- Instructions for the task
Set down every line below, word for word.

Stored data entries
==============================

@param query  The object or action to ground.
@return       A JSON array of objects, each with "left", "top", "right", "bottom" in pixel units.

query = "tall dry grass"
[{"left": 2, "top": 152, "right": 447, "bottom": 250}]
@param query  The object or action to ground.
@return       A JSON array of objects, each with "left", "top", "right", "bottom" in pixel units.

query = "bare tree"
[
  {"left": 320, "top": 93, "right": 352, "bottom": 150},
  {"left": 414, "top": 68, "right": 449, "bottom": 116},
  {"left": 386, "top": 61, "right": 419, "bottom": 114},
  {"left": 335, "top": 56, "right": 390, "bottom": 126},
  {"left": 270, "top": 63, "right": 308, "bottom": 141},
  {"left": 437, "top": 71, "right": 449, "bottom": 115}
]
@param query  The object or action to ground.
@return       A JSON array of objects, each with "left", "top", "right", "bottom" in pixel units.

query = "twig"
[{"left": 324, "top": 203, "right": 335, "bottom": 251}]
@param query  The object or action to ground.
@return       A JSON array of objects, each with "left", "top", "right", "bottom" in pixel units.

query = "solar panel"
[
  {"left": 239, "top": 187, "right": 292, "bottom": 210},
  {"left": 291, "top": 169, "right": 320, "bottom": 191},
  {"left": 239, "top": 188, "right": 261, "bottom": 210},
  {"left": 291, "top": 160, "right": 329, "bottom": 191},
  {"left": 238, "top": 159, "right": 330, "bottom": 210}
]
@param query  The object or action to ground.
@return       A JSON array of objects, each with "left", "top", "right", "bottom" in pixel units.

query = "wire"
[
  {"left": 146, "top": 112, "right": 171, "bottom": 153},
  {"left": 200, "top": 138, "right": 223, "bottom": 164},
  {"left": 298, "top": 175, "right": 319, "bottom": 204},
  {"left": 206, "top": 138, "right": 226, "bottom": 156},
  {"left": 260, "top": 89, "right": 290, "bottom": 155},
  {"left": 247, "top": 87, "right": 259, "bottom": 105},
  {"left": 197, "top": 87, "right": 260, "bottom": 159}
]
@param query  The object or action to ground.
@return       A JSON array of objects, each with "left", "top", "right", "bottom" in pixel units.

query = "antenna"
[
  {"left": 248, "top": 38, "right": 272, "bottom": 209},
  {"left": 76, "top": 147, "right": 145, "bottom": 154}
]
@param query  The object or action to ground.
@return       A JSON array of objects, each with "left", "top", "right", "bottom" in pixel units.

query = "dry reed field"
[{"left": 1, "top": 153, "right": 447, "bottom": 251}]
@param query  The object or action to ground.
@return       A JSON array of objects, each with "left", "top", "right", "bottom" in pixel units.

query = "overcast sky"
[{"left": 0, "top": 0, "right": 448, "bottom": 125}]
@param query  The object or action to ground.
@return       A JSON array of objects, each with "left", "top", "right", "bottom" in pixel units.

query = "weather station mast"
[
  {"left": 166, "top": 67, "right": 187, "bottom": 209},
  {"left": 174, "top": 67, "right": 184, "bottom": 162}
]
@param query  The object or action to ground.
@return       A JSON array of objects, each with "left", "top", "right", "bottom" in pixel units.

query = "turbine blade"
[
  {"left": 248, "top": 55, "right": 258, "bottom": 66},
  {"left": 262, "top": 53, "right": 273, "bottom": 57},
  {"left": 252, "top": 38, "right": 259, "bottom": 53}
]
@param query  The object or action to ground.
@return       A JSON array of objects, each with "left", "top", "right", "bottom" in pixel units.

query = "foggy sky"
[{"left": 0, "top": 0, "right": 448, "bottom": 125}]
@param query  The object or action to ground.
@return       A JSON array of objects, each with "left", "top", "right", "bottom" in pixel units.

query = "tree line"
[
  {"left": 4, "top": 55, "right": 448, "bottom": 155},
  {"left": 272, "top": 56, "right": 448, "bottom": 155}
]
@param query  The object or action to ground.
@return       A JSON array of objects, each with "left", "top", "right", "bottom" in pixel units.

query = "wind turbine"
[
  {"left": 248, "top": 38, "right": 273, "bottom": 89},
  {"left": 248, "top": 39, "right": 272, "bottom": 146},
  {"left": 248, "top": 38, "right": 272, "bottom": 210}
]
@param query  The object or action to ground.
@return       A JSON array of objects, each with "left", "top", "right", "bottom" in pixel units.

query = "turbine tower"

==============================

- Reply to the exercise
@param query  The object or action to ground.
@return       A JSON array of objects, each with "left", "top", "right", "bottom" in pixel units.

query = "tall dry grass"
[{"left": 2, "top": 152, "right": 447, "bottom": 250}]
@param query  The object or action to ground.
@return       A JSON array of objects, each with "left", "top", "right", "bottom" in pixel units.

query = "bare tree"
[
  {"left": 320, "top": 93, "right": 352, "bottom": 150},
  {"left": 414, "top": 68, "right": 449, "bottom": 116},
  {"left": 386, "top": 61, "right": 419, "bottom": 114},
  {"left": 335, "top": 56, "right": 390, "bottom": 126},
  {"left": 270, "top": 63, "right": 308, "bottom": 141},
  {"left": 437, "top": 71, "right": 449, "bottom": 115}
]
@param query  The object or action to ground.
@return       A JSON array of objects, each with "left", "top", "right", "bottom" in pixel units.

query = "twig"
[{"left": 324, "top": 203, "right": 335, "bottom": 251}]
@param query  The object or action to ground.
@return       A JSON array of objects, each with "left", "top", "right", "bottom" in pixel units.

query = "solar panel"
[
  {"left": 239, "top": 187, "right": 292, "bottom": 210},
  {"left": 291, "top": 169, "right": 320, "bottom": 191},
  {"left": 239, "top": 188, "right": 261, "bottom": 210},
  {"left": 291, "top": 160, "right": 329, "bottom": 191},
  {"left": 238, "top": 159, "right": 330, "bottom": 210}
]
@param query  The object or action to ground.
@return       A JSON array of objects, each with "left", "top", "right", "bottom" in pixel units.

query = "wire"
[
  {"left": 146, "top": 112, "right": 171, "bottom": 153},
  {"left": 200, "top": 138, "right": 223, "bottom": 164},
  {"left": 298, "top": 175, "right": 319, "bottom": 204},
  {"left": 206, "top": 138, "right": 226, "bottom": 156},
  {"left": 260, "top": 89, "right": 290, "bottom": 155},
  {"left": 247, "top": 87, "right": 259, "bottom": 105},
  {"left": 197, "top": 87, "right": 260, "bottom": 159}
]
@param query  The object or action to ground.
@return       A JSON array of objects, each with "left", "top", "right", "bottom" in pixel units.

query = "antenna"
[
  {"left": 248, "top": 38, "right": 272, "bottom": 209},
  {"left": 76, "top": 147, "right": 145, "bottom": 154}
]
@param query  The object or action to ground.
@return       A JSON array of objects, each with "left", "top", "right", "bottom" in pixel units.

query = "dry reed field"
[{"left": 1, "top": 153, "right": 447, "bottom": 251}]
@param query  The object or action to ground.
@return       A JSON array of objects, each with "left", "top", "right", "bottom" in pixel units.

query = "overcast sky"
[{"left": 0, "top": 0, "right": 448, "bottom": 125}]
@param query  The object or action to ground.
@return       A JSON array of objects, each with "left", "top", "right", "bottom" in pixel units.

query = "weather station mast"
[
  {"left": 166, "top": 67, "right": 187, "bottom": 209},
  {"left": 174, "top": 67, "right": 184, "bottom": 162}
]
@param query  The object or action to ground.
@return       A JSON array of objects, each with "left", "top", "right", "bottom" in pixel units.

query = "turbine blade"
[
  {"left": 248, "top": 55, "right": 258, "bottom": 66},
  {"left": 262, "top": 53, "right": 273, "bottom": 57},
  {"left": 252, "top": 38, "right": 259, "bottom": 53}
]
@param query  The object or action to ground.
@return       A JSON array of objects, each with "left", "top", "right", "bottom" in pixel units.

query = "foggy sky"
[{"left": 0, "top": 0, "right": 448, "bottom": 125}]
@param query  The object or action to ground.
@return       A JSON array of objects, each with "left", "top", "right", "bottom" in pixel units.

query = "tree line"
[
  {"left": 4, "top": 55, "right": 448, "bottom": 155},
  {"left": 272, "top": 56, "right": 448, "bottom": 155}
]
@param query  The object or action to ground.
@return       A JSON array of objects, each with "left", "top", "right", "bottom" in pixel units.

query = "wind turbine"
[
  {"left": 248, "top": 38, "right": 273, "bottom": 89},
  {"left": 248, "top": 39, "right": 272, "bottom": 146},
  {"left": 248, "top": 38, "right": 272, "bottom": 210}
]
@param query  The object or action to ground.
@return       A JSON array of objects, each with "left", "top", "right", "bottom" in pixel units.

query = "turbine tower"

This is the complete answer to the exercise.